Sábado, 01 de novembro de 2025
Por Redação Rádio Caiçara | 1 de novembro de 2025
No dia 7 de outubro deste ano, na estepe da Patagônia argentina, ocorreu um episódio memorável, que poderia ser descrito como um dos mais espetaculares da paleontologia moderna — não apenas pela raridade da descoberta, mas porque foi transmitido ao vivo, para milhares de espectadores do YouTube.
Um dos pesquisadores da escavação no sítio de Rio Negro contou: “Encontramos um pequeno ninho. Estávamos caminhando com nosso companheiro e pensamos: ‘Será que isso [o ovo] é de uma ema?’ E quando começamos a desenterrá-lo, descobrimos que estava cheio de terra. Isso é absolutamente insano”.
No vídeo da chamada Expedición Cretácica I — que viralizou imediatamente nas redes sociais — o líder da pesquisa, Federico Agnolín, identificou a descoberta como um ovo de dinossauro. Como o local é conhecido por descobertas fósseis de dinossauros carnívoros, é possível que o ovo pertença a um terópode.

Registros extraídos:
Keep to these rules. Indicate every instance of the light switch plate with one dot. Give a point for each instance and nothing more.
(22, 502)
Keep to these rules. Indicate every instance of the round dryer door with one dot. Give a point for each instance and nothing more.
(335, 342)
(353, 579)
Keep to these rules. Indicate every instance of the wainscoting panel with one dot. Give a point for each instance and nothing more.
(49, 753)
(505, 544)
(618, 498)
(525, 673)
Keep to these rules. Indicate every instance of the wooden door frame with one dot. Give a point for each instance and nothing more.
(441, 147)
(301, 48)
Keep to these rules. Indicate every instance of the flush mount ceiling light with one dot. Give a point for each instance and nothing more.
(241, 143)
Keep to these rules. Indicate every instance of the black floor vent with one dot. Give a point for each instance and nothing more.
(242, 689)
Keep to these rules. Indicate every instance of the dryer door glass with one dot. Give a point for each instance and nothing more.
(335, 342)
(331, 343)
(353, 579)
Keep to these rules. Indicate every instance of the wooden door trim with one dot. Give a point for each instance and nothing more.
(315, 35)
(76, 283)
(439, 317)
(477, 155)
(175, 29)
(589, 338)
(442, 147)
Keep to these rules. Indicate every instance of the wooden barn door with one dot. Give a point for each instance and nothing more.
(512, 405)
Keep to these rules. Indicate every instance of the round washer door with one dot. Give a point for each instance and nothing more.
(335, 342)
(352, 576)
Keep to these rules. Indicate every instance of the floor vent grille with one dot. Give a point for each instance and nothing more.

## Lista de tarefas
1. Segundo a notícia sobre o ovo de dinossauro na Patagônia, quem é o líder da pesquisa?
2. Dê sequência, por favor, à notícia sobre o ovo de dinossauro na Patagônia a partir da última frase apresentada.
Os registros não têm nenhum papel nesta atividade.

## Respostas por tarefa
1. Federico Agnolín.

2.
A descoberta chamou a atenção pela sua raridade: ovos de dinossauros carnívoros são muito mais difíceis de encontrar e conservar do que os de herbívoros, porque suas cascas tendem a ser mais finas e mais vulneráveis à erosão. Não por acaso, as aves, herdeiras evolutivas dos terópodes, possuem esse mesmo padrão de casca.
O estado de preservação, considerado pelos paleontólogos do Conicet (Instituto Nacional de Ciências Naturais, da Argentina) como “quase perfeito” ou “intacto”, é notável para um fóssil de cerca de 70 milhões de anos, e permite muitas oportunidades para estudo microanatômico, principalmente se contiver um embrião.
A Patagônia argentina é um dos territórios mais ricos em depósitos fósseis do mundo. Foram encontrados naquela região alguns dos maiores dinossauros que já andaram pela Terra, como o Argentinosaurus, saurópode pescoçudo comedor de plantas, e o carnívoro Giganotosaurus.
No sítio paleontológico de Rio Negro, onde foi localizado o ovo de dinossauro, foi encontrada, em 2024, a garra do Bonapartenykus ultimus, um dinossauro carnívoro endêmico da Argentina. Além disso, foram identificados restos de outros fósseis, incluindo mamíferos primitivos, répteis menores e ninhadas de dinossauros.
Embora o ovo tenha se tornado uma trend nas redes sociais, a Expedição Cretácica I foi bem-sucedida em outras frentes. Entre os achados estão dentes de mamíferos primitivos, vértebras de serpentes ancestrais, mandíbula de hadrossauro (o dinossauro “bico de pato”), restos de um pequeno saurópode, além de sementes, folhas e cones.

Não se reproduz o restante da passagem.